» Work order:
Every line with the string "asphalt" must be copied from the entries below.

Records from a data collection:
--------------------

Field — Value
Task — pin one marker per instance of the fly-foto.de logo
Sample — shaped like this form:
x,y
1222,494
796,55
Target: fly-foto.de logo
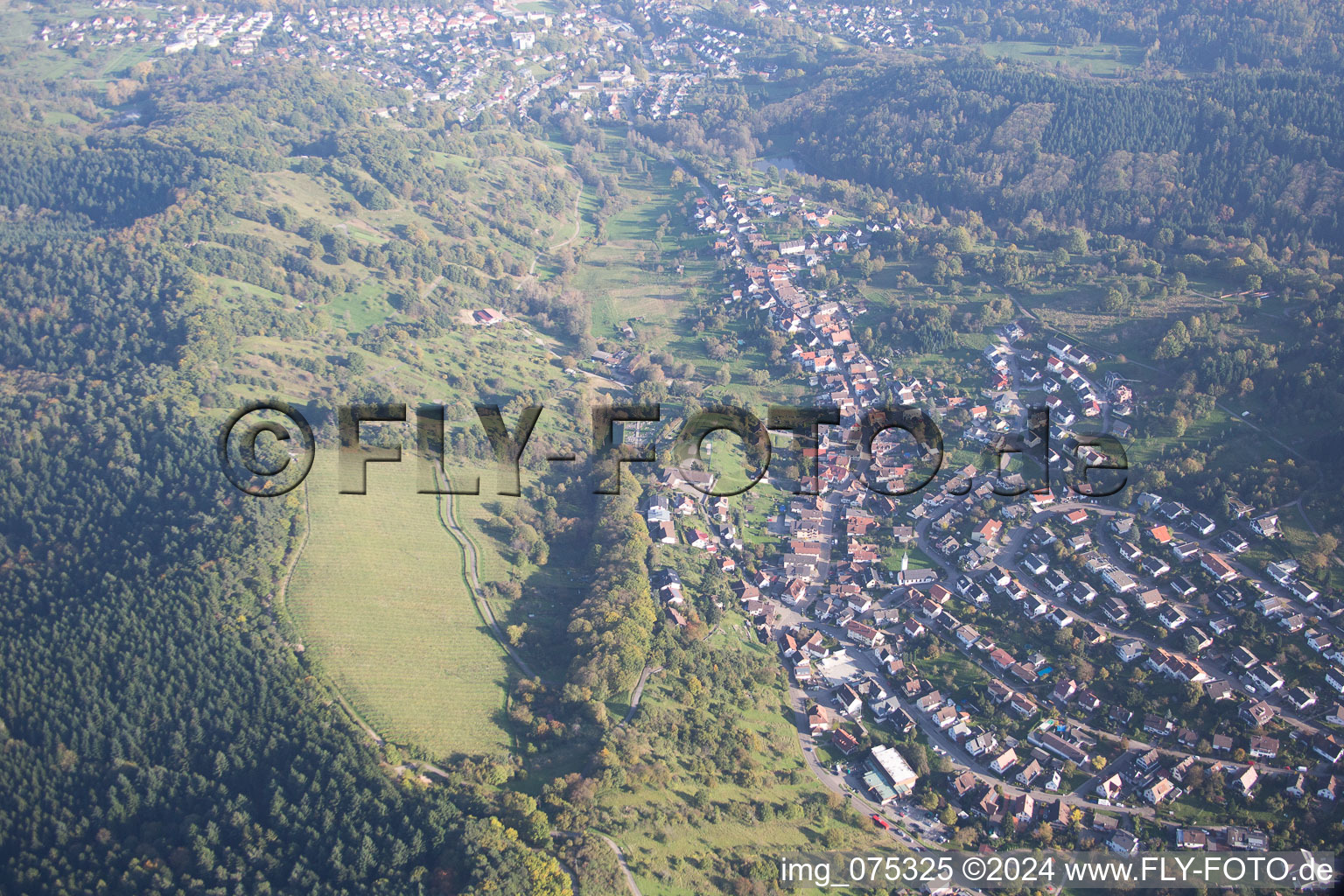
x,y
266,449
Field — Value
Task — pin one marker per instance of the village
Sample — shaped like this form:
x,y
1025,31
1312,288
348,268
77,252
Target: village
x,y
489,55
1057,605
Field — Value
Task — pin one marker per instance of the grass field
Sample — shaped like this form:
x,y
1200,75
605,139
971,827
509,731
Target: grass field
x,y
383,610
1101,60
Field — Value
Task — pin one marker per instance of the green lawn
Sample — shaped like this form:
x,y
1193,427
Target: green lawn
x,y
1101,60
383,612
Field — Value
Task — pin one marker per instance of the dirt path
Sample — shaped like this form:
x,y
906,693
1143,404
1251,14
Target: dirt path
x,y
578,225
471,566
620,860
639,692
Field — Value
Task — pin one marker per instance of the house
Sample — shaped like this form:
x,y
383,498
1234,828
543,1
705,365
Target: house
x,y
1123,844
1265,677
1245,782
843,740
1130,650
1187,838
1336,715
988,531
1249,838
864,634
892,768
1158,725
964,783
1216,567
848,700
1028,774
1266,526
1158,790
1022,808
1263,747
1258,713
1004,762
1112,788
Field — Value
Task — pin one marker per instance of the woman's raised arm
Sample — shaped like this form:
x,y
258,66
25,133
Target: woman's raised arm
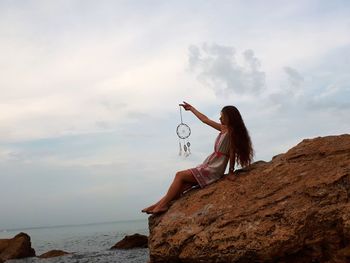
x,y
202,117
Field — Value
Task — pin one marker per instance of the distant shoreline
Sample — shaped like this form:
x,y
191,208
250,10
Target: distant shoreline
x,y
69,225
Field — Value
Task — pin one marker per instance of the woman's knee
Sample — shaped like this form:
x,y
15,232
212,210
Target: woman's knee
x,y
184,176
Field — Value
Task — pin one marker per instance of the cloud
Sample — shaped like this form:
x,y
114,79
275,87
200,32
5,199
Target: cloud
x,y
220,68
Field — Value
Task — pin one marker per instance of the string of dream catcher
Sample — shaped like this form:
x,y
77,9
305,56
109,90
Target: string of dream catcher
x,y
183,132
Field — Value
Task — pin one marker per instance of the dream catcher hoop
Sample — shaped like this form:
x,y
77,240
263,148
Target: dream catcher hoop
x,y
183,131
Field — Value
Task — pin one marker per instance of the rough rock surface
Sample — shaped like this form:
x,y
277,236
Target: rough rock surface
x,y
17,247
294,208
54,253
133,241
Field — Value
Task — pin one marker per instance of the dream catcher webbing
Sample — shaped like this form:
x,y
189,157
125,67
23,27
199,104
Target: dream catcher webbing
x,y
183,132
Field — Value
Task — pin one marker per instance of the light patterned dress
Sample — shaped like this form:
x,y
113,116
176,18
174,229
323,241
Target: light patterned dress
x,y
214,166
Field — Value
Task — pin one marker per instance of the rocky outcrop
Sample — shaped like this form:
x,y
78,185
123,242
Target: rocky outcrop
x,y
17,247
54,253
133,241
294,208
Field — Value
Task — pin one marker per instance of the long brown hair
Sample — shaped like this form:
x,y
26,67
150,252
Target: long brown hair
x,y
241,148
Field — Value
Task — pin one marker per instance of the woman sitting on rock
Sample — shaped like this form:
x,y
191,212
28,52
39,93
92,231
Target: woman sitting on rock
x,y
232,145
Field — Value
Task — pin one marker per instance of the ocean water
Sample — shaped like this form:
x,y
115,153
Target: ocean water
x,y
89,243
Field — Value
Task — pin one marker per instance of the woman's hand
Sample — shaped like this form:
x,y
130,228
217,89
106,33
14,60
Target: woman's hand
x,y
186,106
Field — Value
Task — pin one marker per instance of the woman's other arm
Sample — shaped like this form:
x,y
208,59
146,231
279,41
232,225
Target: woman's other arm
x,y
202,117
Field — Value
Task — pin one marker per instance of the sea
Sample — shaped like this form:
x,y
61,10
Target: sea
x,y
88,242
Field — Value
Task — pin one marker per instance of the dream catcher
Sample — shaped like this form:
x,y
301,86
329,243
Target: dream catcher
x,y
183,132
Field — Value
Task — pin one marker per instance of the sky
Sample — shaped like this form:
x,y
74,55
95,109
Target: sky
x,y
90,93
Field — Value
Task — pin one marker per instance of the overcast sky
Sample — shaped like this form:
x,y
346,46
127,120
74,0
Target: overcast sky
x,y
90,93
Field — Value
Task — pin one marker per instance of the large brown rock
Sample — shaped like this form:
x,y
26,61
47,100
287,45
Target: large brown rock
x,y
294,208
133,241
17,247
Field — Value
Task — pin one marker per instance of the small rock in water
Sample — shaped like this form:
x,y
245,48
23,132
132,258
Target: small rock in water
x,y
54,253
17,247
133,241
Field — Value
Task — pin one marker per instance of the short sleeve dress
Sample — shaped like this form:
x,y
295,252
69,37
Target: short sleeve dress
x,y
214,166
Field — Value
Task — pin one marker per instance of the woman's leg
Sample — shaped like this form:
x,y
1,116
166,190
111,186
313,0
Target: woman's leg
x,y
182,181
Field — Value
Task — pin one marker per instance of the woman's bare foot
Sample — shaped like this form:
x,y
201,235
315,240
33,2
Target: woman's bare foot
x,y
159,209
148,209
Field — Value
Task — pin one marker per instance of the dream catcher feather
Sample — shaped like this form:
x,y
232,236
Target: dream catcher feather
x,y
183,132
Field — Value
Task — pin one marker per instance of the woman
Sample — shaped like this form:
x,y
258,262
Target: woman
x,y
233,145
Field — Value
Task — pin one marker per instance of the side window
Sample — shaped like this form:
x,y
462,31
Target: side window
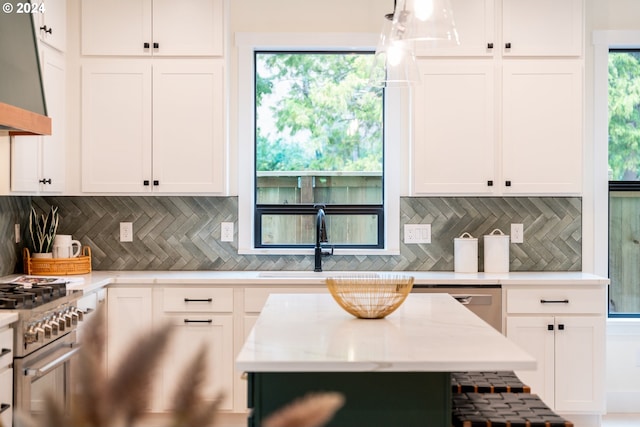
x,y
624,182
319,142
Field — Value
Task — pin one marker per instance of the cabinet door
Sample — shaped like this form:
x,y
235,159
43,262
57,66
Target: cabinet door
x,y
38,163
188,126
475,24
191,333
6,396
454,136
543,27
542,127
536,336
188,27
129,316
116,27
122,27
579,364
116,126
52,24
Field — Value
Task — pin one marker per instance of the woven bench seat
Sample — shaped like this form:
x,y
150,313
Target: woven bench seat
x,y
487,382
503,410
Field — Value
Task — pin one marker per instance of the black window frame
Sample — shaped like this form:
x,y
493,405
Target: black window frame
x,y
311,209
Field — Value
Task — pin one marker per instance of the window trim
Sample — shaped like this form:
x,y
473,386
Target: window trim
x,y
247,44
598,197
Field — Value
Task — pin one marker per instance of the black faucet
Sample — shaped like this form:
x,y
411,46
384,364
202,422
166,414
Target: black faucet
x,y
321,237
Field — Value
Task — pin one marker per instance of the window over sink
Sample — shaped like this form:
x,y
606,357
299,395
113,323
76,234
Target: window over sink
x,y
318,142
624,182
318,136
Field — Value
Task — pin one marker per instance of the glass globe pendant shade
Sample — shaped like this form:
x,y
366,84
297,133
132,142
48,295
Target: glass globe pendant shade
x,y
424,20
394,63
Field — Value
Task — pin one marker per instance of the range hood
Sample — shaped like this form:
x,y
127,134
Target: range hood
x,y
18,121
23,109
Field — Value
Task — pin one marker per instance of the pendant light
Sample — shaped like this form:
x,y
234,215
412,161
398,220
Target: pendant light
x,y
424,21
394,62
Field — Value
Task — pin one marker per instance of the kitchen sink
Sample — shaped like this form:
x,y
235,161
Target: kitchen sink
x,y
306,274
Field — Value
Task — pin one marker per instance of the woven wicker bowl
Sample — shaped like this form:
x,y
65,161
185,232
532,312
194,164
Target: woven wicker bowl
x,y
371,296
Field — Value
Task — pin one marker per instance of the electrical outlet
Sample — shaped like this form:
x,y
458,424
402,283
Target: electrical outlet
x,y
226,232
417,233
126,232
517,233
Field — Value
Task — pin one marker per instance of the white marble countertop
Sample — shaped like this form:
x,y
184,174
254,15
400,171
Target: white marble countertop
x,y
428,332
100,279
7,318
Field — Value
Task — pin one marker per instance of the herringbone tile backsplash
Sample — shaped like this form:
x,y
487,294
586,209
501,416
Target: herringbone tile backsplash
x,y
182,233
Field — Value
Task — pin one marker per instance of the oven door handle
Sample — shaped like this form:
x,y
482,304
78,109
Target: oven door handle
x,y
36,372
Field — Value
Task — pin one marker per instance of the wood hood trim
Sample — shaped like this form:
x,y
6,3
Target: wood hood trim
x,y
18,121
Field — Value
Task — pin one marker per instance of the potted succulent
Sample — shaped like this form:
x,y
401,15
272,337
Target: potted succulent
x,y
42,230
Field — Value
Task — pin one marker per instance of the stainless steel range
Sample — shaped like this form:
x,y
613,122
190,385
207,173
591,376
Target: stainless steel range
x,y
44,343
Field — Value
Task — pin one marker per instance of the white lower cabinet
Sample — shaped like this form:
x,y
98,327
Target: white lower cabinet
x,y
129,316
564,329
202,317
6,376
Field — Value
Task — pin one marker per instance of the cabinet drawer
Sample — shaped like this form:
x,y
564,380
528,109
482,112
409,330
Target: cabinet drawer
x,y
194,300
554,300
254,298
6,347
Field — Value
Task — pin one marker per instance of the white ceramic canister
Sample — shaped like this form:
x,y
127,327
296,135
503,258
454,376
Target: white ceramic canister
x,y
496,252
465,254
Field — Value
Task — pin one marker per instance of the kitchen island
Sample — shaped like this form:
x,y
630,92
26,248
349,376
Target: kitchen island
x,y
392,371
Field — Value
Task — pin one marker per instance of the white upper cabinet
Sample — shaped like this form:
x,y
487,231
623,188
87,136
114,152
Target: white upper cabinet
x,y
507,123
153,27
153,126
454,125
542,126
514,28
51,25
38,162
542,27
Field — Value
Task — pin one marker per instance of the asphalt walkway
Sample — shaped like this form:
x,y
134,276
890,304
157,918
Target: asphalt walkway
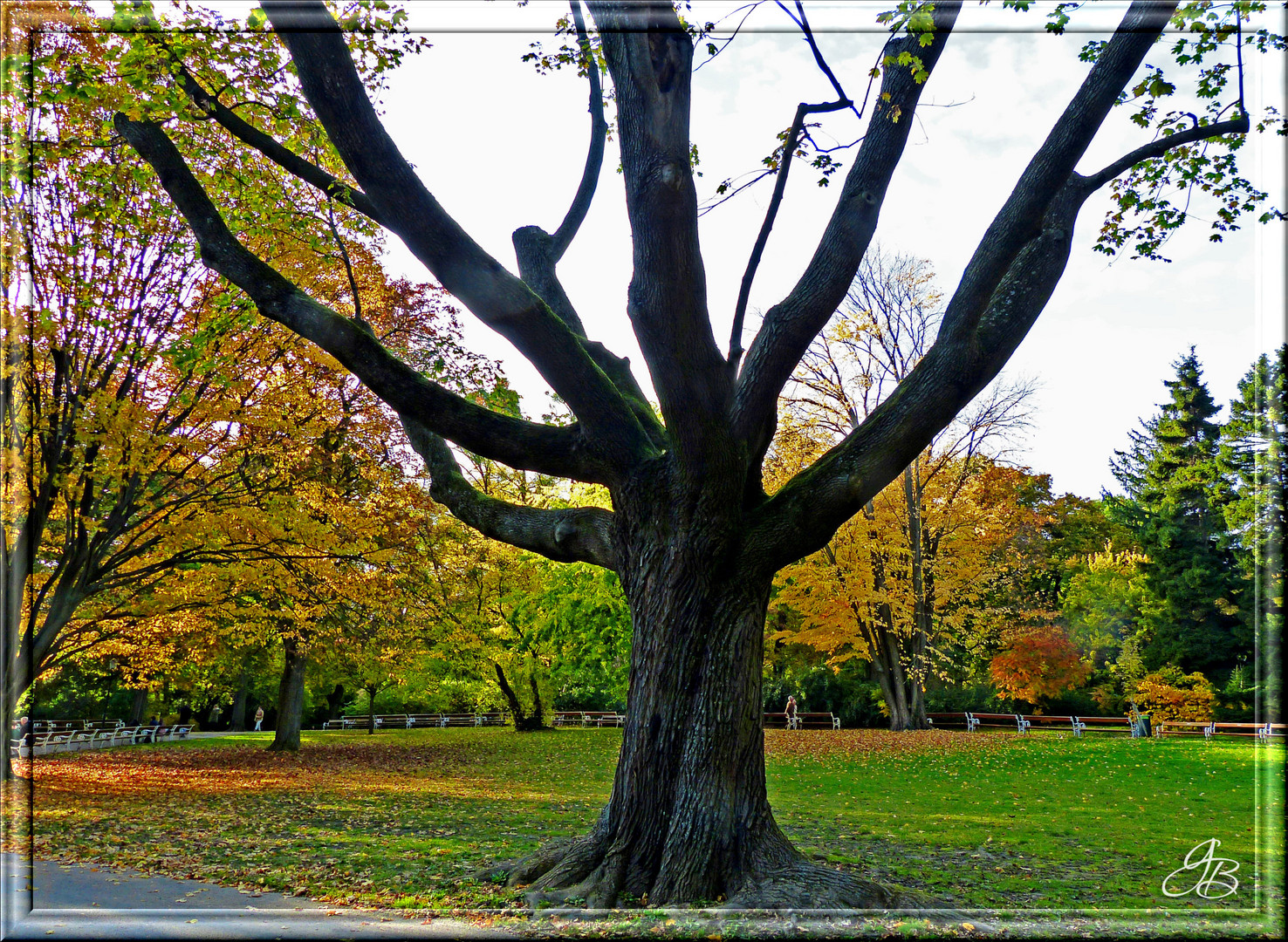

--------------------

» Answer to the problem:
Task — pin one marker per instance of the asphalt walkway
Target: asphalt walkway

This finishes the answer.